> _Records contained in a dataset_
══════════════════════════════
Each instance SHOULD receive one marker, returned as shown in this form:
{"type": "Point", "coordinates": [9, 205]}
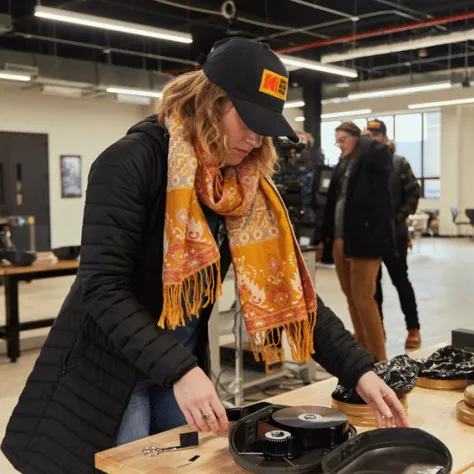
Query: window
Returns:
{"type": "Point", "coordinates": [409, 140]}
{"type": "Point", "coordinates": [417, 137]}
{"type": "Point", "coordinates": [328, 138]}
{"type": "Point", "coordinates": [431, 144]}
══════════════════════════════
> _Aim of the exercise_
Please transcribe all of the entries exactly and omit any picture they hold.

> _Worked solution_
Each instance SHOULD receive one marker, returned as shown in this form:
{"type": "Point", "coordinates": [9, 205]}
Query: window
Returns:
{"type": "Point", "coordinates": [409, 140]}
{"type": "Point", "coordinates": [417, 137]}
{"type": "Point", "coordinates": [328, 138]}
{"type": "Point", "coordinates": [431, 144]}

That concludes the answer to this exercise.